_Text passage:_

I also told him about the wool socks; my Christmas gift to him. These were not the run of the mill socks. These were wool socks, “not too thick” I said to him, but made of wool to keep his feet warm and perhaps a semblance of dry. No these were no ordinary socks, they were made of wool, good wool and they were an expensive pair of socks too. That’s the least I could do for him, keep his feet warm during the cold winter homeless nights. He was not impressed with my motherly gift.
As he put the bag out of his way, behind the monitor, I whispered to him, just in case anybody listening got any ideas to steal the bag from him. “There’s a Dunkin Donuts card in the bag.” I figured if nothing else, at least he’d be happy for that. But no, my thanks was a blank stare; but that’s ok, I am used to it. Next thing on my mental list… “What’s your email address? I used to have it, but it was on another account and I don’t have that account anymore.” He looked at me with impassive eyes. “I can’t hear you” he said in a loud voice, as he took off his headphones. I repeated myself, “I need your email address.” He said something, which I couldn’t make out, so I suggested he send me an email if he had his email account open. This only annoyed him, but he started to look at his screen, at which point I went looking for a piece of paper and a pen, handed it over to him and asked him to write it down for me. As I watched him write down his email address, I admired his neat, slightly loose handwriting. I’ll be able to keep in contact with him, let him know when he gets important dated letters. Ask how he’s doing; maybe have him come over for a quick bite to eat –and run the risk of him wanting to start sleeping on the porch again….hmmm maybe not.
As I stuffed the paper in my snuggy coat, I asked him how he was doing. In a harsh monotone voice his response was “What do you think? I sleep under a stoop at night.” As he said this to me, I looked at him, he looked healthy not gaunt, he smelled a little, but I wasn’t getting too close and it was a big open area, so his typical body odor was not as pungent as it usually is when he comes for a visit. My response to his comment was my predictable “You could go to Community Council, get back on the meds.” But as always, it fell on deaf ears. He doesn’t want to hear what he’s heard from me before. I gave him a kiss, and he grunted, he wasn’t impressed with my motherly show of affection. I said my goodbyes, and left.
He hates me. I saw it in his eyes. As far as he’s concerned, I’m a bad mother. If I were a good mother, I’d be taking care of him. I wouldn’t allow him to be homeless. I would provide for him, like all good mothers do. I would feed him, shelter him, wash his clothes and allow him to take a shower in my home. It’s what I used to do, back in the day when he was a kid, a teen. But he’s no longer a teen, he’s a man. He’s a man with a mental illness. He’s a man who has chosen to no longer take medication. A man who feels that having a job is unnecessary –because money shouldn’t be an issue…there’s always bartering. He’s a man who feels the world owes him and ironically, the world does give him a place to sleep, al fresco, rent free as it were. As I left the building, I couldn’t help but feel a little disappointed that my son has not been able to change his homeless and jobless situation or his mental state. But I’m not a bad mother. I am just a mother who has realized that there is nothing I can do for him other than buy him good wool socks and a Dunkin Donuts card and hope that he uses them in good health.
16 January 2013
We have since corresponded via email. Short emails. He has used his DD card and he thanked me for it.

_What needs to be done:_ In the text about the writer's homeless son, the sentence beginning "I would feed him" lists what the writer would do for him as a good mother. Name each of those actions. The lines that follow have nothing to do with the text about the writer's homeless son.

_Extracted material:_
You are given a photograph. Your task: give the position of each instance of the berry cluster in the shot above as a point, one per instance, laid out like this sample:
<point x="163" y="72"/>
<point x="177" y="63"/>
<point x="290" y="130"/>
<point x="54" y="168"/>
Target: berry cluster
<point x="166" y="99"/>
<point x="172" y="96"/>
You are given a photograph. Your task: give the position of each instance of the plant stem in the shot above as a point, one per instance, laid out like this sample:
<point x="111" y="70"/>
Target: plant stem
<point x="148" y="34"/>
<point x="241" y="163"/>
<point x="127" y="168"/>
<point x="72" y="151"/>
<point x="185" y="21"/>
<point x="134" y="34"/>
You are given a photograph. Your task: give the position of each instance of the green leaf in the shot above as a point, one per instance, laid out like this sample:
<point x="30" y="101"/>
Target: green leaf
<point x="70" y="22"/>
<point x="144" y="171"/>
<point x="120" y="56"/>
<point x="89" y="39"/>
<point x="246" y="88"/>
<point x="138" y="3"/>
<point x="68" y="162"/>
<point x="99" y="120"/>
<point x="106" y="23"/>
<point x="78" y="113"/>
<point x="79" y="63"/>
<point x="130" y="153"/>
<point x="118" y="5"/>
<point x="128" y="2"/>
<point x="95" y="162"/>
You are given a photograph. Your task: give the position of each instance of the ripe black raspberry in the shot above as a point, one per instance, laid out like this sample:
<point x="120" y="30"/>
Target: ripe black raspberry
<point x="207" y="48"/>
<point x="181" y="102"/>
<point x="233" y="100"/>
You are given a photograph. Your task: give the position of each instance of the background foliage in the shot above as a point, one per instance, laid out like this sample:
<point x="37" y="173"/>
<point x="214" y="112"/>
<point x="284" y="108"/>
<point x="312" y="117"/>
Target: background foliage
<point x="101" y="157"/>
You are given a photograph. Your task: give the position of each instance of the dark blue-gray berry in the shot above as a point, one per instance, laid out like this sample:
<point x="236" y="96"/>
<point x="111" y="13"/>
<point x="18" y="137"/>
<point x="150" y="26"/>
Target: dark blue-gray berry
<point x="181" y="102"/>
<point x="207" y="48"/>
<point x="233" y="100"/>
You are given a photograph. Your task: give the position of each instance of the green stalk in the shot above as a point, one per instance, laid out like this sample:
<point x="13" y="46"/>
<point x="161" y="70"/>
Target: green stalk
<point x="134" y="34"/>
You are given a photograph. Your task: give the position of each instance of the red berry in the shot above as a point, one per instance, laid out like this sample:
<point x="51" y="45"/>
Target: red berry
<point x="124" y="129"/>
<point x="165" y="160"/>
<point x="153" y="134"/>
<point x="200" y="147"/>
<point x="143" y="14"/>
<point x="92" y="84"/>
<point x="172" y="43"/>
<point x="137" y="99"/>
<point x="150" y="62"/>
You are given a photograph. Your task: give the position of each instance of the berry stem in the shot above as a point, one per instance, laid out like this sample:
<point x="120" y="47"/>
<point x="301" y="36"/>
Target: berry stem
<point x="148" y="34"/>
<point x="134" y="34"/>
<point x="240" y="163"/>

==

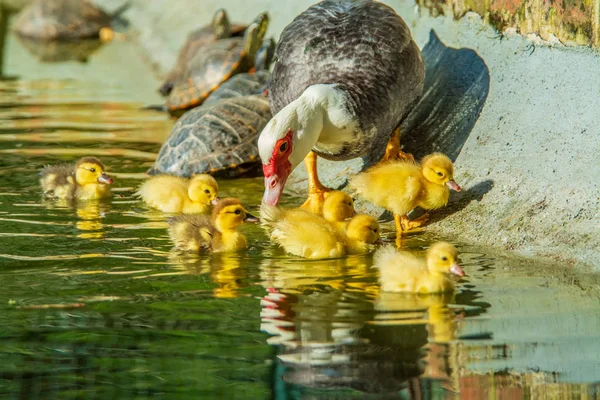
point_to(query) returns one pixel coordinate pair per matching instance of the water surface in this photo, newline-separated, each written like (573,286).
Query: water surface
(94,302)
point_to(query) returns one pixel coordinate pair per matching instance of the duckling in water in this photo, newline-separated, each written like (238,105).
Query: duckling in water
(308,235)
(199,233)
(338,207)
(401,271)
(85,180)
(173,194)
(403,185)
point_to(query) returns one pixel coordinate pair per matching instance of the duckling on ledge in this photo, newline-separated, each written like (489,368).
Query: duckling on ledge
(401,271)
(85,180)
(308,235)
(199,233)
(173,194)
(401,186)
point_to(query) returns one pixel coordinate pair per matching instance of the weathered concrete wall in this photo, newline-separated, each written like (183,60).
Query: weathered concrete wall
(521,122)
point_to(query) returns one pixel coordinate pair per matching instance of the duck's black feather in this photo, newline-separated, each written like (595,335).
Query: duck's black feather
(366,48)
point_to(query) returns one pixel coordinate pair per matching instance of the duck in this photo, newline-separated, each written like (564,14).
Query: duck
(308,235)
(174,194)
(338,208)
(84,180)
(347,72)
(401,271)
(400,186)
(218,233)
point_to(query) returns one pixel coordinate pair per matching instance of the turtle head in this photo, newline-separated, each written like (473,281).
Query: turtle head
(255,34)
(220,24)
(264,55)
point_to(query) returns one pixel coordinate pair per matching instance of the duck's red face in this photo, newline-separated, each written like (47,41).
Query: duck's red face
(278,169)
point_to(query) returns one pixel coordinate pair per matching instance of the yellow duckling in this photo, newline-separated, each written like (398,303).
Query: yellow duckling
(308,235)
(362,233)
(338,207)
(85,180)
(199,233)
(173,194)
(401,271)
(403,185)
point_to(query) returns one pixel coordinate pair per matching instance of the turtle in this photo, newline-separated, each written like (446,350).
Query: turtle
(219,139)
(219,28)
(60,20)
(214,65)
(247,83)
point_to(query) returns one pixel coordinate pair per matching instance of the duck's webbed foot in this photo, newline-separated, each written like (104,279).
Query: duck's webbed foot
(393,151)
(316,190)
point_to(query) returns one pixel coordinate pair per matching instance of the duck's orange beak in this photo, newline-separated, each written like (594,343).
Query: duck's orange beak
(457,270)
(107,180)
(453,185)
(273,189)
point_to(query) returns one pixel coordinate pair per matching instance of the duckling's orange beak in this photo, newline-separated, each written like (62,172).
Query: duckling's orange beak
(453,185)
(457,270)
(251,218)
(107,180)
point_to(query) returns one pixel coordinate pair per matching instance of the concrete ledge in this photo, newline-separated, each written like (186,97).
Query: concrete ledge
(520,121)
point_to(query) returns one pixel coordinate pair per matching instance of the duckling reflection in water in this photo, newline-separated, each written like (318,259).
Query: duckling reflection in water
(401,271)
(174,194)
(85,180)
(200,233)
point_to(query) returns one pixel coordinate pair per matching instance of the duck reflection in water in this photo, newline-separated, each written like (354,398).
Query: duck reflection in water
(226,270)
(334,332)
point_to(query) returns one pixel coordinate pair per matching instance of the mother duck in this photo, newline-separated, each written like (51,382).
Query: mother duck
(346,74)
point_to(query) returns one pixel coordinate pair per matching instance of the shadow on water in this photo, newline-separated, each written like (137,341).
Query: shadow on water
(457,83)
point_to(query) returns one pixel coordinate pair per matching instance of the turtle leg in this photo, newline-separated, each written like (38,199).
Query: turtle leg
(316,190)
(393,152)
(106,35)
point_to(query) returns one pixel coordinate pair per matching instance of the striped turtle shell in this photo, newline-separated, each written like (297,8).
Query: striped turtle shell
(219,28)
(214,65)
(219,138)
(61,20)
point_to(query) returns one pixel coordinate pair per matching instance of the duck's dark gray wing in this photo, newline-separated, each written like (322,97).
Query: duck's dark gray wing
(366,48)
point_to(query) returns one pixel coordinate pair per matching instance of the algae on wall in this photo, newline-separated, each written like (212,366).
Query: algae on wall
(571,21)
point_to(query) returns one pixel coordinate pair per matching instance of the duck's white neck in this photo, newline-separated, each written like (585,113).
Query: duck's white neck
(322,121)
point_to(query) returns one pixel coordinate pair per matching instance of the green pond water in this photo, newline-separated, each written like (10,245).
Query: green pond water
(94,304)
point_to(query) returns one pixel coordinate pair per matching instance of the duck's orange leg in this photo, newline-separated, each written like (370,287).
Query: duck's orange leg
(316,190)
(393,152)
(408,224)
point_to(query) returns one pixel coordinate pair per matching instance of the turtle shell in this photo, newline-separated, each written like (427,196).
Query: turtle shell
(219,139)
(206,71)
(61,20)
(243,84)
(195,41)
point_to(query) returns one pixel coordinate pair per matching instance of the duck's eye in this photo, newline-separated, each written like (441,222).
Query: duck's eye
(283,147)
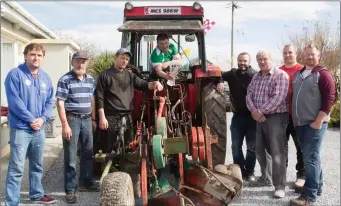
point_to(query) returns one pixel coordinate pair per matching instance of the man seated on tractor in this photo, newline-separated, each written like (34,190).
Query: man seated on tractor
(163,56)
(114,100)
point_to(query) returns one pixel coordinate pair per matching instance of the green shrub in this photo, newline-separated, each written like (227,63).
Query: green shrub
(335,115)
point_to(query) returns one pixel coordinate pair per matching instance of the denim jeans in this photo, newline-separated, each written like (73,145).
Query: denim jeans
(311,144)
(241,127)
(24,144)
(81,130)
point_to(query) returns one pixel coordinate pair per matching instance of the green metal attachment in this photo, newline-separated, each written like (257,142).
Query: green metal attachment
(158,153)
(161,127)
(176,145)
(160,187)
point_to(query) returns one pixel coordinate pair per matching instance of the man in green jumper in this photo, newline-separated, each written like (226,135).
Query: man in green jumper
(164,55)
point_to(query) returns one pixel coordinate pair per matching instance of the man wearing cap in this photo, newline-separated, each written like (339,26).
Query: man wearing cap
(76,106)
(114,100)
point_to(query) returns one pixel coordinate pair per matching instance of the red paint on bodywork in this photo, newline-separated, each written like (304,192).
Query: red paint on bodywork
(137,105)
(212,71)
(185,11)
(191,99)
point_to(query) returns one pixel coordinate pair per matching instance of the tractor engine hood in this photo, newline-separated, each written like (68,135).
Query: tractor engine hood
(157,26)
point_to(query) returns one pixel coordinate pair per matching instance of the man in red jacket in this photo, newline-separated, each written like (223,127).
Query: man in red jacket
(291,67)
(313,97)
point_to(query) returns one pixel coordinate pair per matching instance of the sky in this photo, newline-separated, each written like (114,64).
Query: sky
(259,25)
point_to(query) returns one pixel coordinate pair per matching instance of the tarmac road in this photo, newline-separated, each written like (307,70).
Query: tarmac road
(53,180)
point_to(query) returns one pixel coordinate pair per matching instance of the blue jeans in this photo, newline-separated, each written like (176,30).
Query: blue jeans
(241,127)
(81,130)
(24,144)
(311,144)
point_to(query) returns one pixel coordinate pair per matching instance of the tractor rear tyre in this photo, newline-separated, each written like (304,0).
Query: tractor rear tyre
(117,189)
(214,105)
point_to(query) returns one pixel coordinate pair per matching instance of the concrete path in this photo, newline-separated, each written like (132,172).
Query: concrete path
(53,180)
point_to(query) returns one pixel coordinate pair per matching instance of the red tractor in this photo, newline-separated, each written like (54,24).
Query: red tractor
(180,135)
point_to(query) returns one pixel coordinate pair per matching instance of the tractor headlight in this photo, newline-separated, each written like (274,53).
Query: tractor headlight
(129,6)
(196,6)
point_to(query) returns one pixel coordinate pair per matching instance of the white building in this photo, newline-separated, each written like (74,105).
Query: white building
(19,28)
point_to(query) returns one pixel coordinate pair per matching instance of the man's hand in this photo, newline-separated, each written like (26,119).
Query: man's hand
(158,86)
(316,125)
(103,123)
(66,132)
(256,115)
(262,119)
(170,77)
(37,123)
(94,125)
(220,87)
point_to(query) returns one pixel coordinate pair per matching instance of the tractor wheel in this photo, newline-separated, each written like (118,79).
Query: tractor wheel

_Answer below:_
- Feed him
- Shelter him
- Wash his clothes
- Allow him to take a shower in the writer's home